Stored records
================

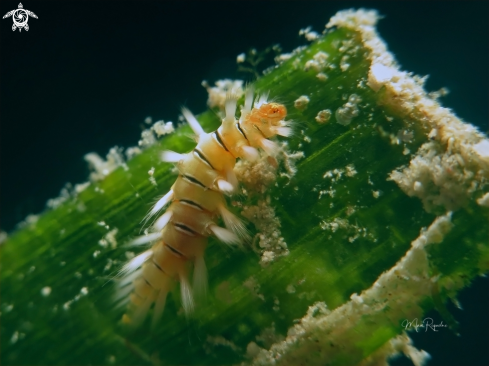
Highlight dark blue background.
[0,1,489,365]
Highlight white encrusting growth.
[202,79,244,110]
[252,213,452,366]
[335,94,361,126]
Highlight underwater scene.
[0,1,489,366]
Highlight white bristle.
[193,255,207,299]
[241,87,254,119]
[272,127,293,137]
[153,211,173,230]
[182,107,205,136]
[241,145,260,162]
[209,225,241,244]
[142,189,173,226]
[224,94,237,123]
[120,249,153,276]
[255,92,268,108]
[260,139,279,156]
[127,233,161,246]
[217,179,234,193]
[180,274,194,316]
[161,151,185,163]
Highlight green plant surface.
[0,7,488,365]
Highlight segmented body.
[118,90,290,326]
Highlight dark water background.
[0,0,489,365]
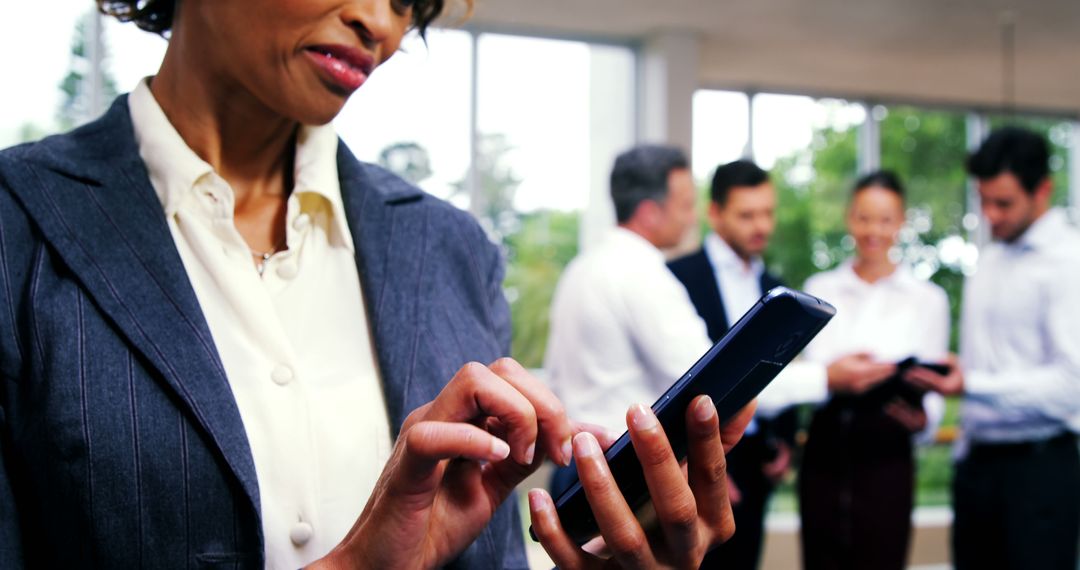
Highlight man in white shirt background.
[544,146,710,440]
[909,127,1080,570]
[669,160,888,570]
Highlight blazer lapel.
[12,96,259,513]
[697,248,728,342]
[338,141,425,437]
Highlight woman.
[0,0,748,568]
[799,171,949,570]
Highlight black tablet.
[529,287,836,544]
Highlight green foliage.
[379,141,431,185]
[504,212,578,368]
[56,10,118,131]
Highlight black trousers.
[953,434,1080,570]
[701,433,775,570]
[798,397,915,570]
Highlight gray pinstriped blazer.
[0,96,527,569]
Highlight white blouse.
[129,81,392,568]
[804,261,949,442]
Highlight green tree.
[57,10,117,131]
[379,141,431,185]
[505,211,579,368]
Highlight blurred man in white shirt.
[544,146,711,433]
[909,127,1080,570]
[669,160,880,570]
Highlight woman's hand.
[312,358,574,569]
[826,352,896,394]
[904,354,963,396]
[529,396,755,569]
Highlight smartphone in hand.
[540,287,836,544]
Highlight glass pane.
[473,33,635,367]
[0,0,111,148]
[691,90,750,181]
[334,29,472,207]
[754,94,866,286]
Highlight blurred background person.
[798,171,949,570]
[544,145,710,453]
[908,127,1080,570]
[669,160,826,570]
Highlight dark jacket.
[667,248,783,342]
[0,96,527,568]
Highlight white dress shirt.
[703,232,828,416]
[544,228,712,433]
[704,232,765,328]
[805,261,949,440]
[960,208,1080,446]
[129,81,391,568]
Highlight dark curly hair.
[97,0,472,37]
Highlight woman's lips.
[305,45,375,94]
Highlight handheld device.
[876,356,951,408]
[540,287,836,544]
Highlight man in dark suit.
[669,161,795,570]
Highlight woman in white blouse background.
[799,171,949,569]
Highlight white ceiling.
[469,0,1080,116]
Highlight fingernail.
[693,396,716,422]
[491,437,510,461]
[573,432,600,458]
[529,489,548,512]
[562,437,573,467]
[630,404,657,431]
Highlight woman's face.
[172,0,414,124]
[848,186,904,261]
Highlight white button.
[270,365,293,385]
[288,523,314,546]
[278,261,297,280]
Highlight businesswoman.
[798,171,949,570]
[0,0,748,568]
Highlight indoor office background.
[0,0,1080,568]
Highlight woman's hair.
[851,171,904,202]
[96,0,472,37]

================

# Exercise description
Write out everything from the top of the listing down to the line with "[0,1,489,366]", including that line, copied word for word. Leave the pictures out.

# Complete answer
Highlight dark blue background.
[0,1,489,365]
Highlight white encrusting growth.
[202,79,244,110]
[252,213,452,366]
[335,94,361,126]
Highlight underwater scene.
[0,1,489,366]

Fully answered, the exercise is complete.